— START OF Stored records —

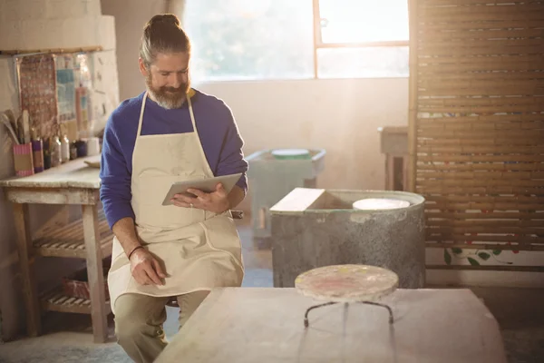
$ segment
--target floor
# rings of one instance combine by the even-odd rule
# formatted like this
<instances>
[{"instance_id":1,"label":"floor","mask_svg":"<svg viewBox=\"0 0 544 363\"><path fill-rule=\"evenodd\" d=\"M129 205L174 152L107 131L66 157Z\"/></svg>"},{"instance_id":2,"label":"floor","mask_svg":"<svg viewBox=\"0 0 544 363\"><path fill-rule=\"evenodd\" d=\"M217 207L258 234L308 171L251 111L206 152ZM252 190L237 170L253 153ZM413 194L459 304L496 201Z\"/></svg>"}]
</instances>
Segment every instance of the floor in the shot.
<instances>
[{"instance_id":1,"label":"floor","mask_svg":"<svg viewBox=\"0 0 544 363\"><path fill-rule=\"evenodd\" d=\"M257 246L251 230L239 225L246 266L244 287L272 287L272 256L269 249ZM510 363L544 362L544 289L472 288L501 327ZM177 331L177 313L168 308L164 326L167 337ZM48 314L44 321L47 333L0 345L0 363L129 363L112 337L105 344L93 344L87 316Z\"/></svg>"}]
</instances>

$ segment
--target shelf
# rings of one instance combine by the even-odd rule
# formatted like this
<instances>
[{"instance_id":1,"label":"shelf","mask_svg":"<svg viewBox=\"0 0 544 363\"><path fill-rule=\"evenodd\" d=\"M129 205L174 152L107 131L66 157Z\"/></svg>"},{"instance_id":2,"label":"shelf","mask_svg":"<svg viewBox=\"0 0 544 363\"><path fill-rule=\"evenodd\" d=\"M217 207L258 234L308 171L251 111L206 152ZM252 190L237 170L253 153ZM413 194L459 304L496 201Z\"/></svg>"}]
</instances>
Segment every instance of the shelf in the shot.
<instances>
[{"instance_id":1,"label":"shelf","mask_svg":"<svg viewBox=\"0 0 544 363\"><path fill-rule=\"evenodd\" d=\"M102 258L112 254L113 234L102 210L98 213L100 247ZM39 256L71 257L85 259L83 220L54 229L34 241L34 251Z\"/></svg>"},{"instance_id":2,"label":"shelf","mask_svg":"<svg viewBox=\"0 0 544 363\"><path fill-rule=\"evenodd\" d=\"M73 298L64 295L59 287L40 298L42 309L46 311L73 312L91 314L91 300L88 299ZM106 301L106 314L112 311L110 301Z\"/></svg>"}]
</instances>

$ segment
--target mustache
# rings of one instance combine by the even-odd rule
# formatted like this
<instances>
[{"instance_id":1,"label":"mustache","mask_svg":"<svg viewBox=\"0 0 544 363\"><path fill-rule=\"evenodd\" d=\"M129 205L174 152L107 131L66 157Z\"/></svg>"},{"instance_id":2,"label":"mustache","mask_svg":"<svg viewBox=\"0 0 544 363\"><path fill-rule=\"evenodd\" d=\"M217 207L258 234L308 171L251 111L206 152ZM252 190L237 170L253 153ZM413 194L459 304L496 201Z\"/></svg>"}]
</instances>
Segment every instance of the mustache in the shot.
<instances>
[{"instance_id":1,"label":"mustache","mask_svg":"<svg viewBox=\"0 0 544 363\"><path fill-rule=\"evenodd\" d=\"M171 92L173 93L185 93L186 92L186 85L183 84L178 88L175 87L160 87L160 91L163 92Z\"/></svg>"}]
</instances>

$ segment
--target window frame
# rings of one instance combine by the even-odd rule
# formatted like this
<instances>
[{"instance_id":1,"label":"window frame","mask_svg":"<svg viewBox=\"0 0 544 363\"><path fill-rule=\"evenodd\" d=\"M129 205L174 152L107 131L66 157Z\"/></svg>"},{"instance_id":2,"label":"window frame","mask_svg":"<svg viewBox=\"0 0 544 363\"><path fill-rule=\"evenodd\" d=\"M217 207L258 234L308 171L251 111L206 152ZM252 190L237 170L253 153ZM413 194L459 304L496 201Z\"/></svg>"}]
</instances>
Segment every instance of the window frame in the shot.
<instances>
[{"instance_id":1,"label":"window frame","mask_svg":"<svg viewBox=\"0 0 544 363\"><path fill-rule=\"evenodd\" d=\"M312 0L314 11L314 79L322 79L319 77L319 59L317 52L319 49L327 48L368 48L368 47L397 47L409 46L410 40L384 41L384 42L363 42L363 43L325 43L321 34L321 12L319 10L319 0Z\"/></svg>"}]
</instances>

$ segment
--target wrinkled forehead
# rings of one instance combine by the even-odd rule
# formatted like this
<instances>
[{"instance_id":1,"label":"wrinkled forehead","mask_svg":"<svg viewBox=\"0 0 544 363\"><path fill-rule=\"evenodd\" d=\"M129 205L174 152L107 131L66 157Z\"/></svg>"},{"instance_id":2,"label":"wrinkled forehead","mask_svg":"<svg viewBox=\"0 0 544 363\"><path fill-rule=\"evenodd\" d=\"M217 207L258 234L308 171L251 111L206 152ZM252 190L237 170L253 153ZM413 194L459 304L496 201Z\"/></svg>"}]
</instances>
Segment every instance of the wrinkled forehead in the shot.
<instances>
[{"instance_id":1,"label":"wrinkled forehead","mask_svg":"<svg viewBox=\"0 0 544 363\"><path fill-rule=\"evenodd\" d=\"M189 68L189 54L187 52L158 53L151 63L151 71L183 72Z\"/></svg>"}]
</instances>

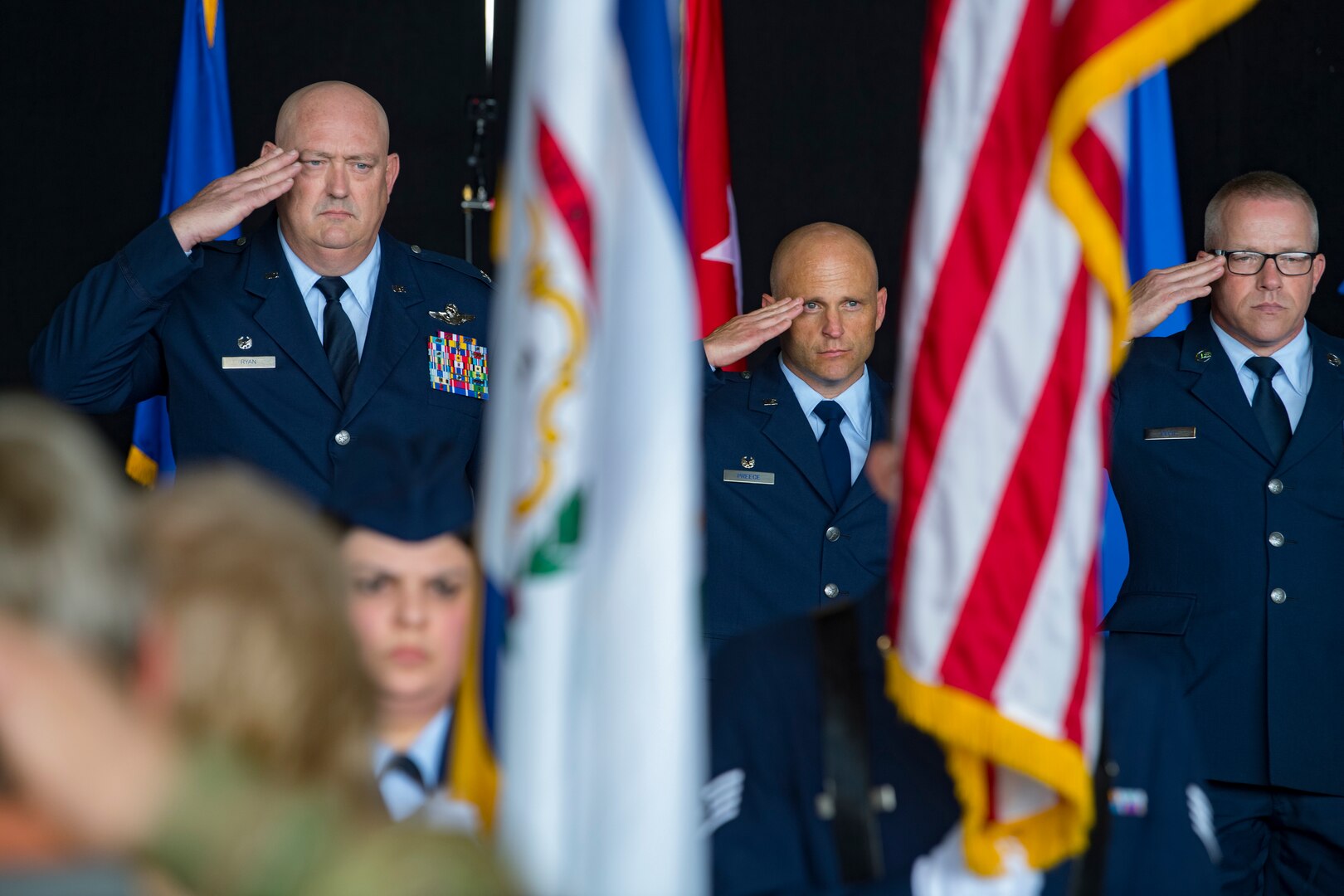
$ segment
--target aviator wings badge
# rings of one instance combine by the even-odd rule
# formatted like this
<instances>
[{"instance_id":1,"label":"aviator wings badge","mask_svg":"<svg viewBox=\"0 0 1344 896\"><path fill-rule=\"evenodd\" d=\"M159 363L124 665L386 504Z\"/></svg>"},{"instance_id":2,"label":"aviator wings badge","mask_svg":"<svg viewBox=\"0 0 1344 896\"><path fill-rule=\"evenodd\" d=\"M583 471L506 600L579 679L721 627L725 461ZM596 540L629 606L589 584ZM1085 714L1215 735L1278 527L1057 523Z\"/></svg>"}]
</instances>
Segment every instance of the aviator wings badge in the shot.
<instances>
[{"instance_id":1,"label":"aviator wings badge","mask_svg":"<svg viewBox=\"0 0 1344 896\"><path fill-rule=\"evenodd\" d=\"M429 316L433 317L437 321L444 321L449 326L461 326L466 321L474 321L476 320L476 314L461 314L461 313L458 313L457 305L454 305L452 302L449 302L448 305L445 305L444 310L441 310L441 312L430 312Z\"/></svg>"}]
</instances>

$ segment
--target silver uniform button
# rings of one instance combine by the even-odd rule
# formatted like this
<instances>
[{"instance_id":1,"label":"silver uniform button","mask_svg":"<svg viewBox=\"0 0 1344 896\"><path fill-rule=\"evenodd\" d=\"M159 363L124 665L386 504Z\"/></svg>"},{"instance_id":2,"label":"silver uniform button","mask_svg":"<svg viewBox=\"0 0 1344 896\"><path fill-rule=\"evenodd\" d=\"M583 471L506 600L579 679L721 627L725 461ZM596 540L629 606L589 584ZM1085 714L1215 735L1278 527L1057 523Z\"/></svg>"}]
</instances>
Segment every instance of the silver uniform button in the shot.
<instances>
[{"instance_id":1,"label":"silver uniform button","mask_svg":"<svg viewBox=\"0 0 1344 896\"><path fill-rule=\"evenodd\" d=\"M868 791L868 803L872 811L896 811L896 789L891 785L879 785Z\"/></svg>"}]
</instances>

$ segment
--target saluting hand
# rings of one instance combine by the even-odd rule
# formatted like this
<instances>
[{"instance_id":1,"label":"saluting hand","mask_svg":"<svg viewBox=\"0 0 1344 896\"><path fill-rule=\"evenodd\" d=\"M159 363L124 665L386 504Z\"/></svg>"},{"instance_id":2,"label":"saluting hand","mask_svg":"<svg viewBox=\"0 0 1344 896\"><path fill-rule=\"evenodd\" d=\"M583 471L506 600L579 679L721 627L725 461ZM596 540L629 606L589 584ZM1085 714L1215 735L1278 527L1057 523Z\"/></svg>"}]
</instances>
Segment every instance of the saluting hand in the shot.
<instances>
[{"instance_id":1,"label":"saluting hand","mask_svg":"<svg viewBox=\"0 0 1344 896\"><path fill-rule=\"evenodd\" d=\"M727 367L765 345L802 313L801 298L775 301L769 293L761 296L761 308L738 314L704 337L704 357L712 367Z\"/></svg>"},{"instance_id":2,"label":"saluting hand","mask_svg":"<svg viewBox=\"0 0 1344 896\"><path fill-rule=\"evenodd\" d=\"M1184 265L1148 271L1129 287L1129 333L1125 339L1146 336L1181 302L1208 296L1212 292L1210 283L1223 275L1226 266L1222 255L1204 255Z\"/></svg>"},{"instance_id":3,"label":"saluting hand","mask_svg":"<svg viewBox=\"0 0 1344 896\"><path fill-rule=\"evenodd\" d=\"M231 175L206 184L199 193L168 215L184 253L242 223L294 185L298 150L270 146L262 157Z\"/></svg>"}]
</instances>

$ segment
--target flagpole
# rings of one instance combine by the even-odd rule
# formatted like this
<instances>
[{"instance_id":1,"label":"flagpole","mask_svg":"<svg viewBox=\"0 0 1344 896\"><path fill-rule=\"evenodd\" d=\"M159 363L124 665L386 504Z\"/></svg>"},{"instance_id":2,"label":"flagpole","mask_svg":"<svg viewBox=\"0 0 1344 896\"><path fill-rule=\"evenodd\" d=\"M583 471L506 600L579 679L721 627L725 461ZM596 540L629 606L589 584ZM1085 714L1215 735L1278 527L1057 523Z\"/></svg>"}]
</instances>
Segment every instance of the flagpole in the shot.
<instances>
[{"instance_id":1,"label":"flagpole","mask_svg":"<svg viewBox=\"0 0 1344 896\"><path fill-rule=\"evenodd\" d=\"M495 85L495 0L485 0L485 83ZM472 152L466 156L466 167L472 179L462 185L462 258L474 265L472 246L472 222L478 211L495 211L495 197L485 188L485 132L489 122L499 116L493 97L468 97L466 117L472 122Z\"/></svg>"}]
</instances>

— END OF Stored records —

→ **Task to complete**
List every line in the data above that contains the word "wrinkled", copying each line in full. Match case exactly.

→ **Task response**
--target wrinkled forehead
[{"instance_id":1,"label":"wrinkled forehead","mask_svg":"<svg viewBox=\"0 0 544 363\"><path fill-rule=\"evenodd\" d=\"M129 205L174 152L107 131L66 157Z\"/></svg>"},{"instance_id":2,"label":"wrinkled forehead","mask_svg":"<svg viewBox=\"0 0 544 363\"><path fill-rule=\"evenodd\" d=\"M217 207L258 234L308 171L251 111L206 152ZM252 190L237 170L253 153ZM413 194L459 304L496 201Z\"/></svg>"}]
Segment every instance of the wrinkled forehead in the shot.
[{"instance_id":1,"label":"wrinkled forehead","mask_svg":"<svg viewBox=\"0 0 544 363\"><path fill-rule=\"evenodd\" d=\"M189 68L189 54L187 52L158 53L151 63L151 71L183 72Z\"/></svg>"}]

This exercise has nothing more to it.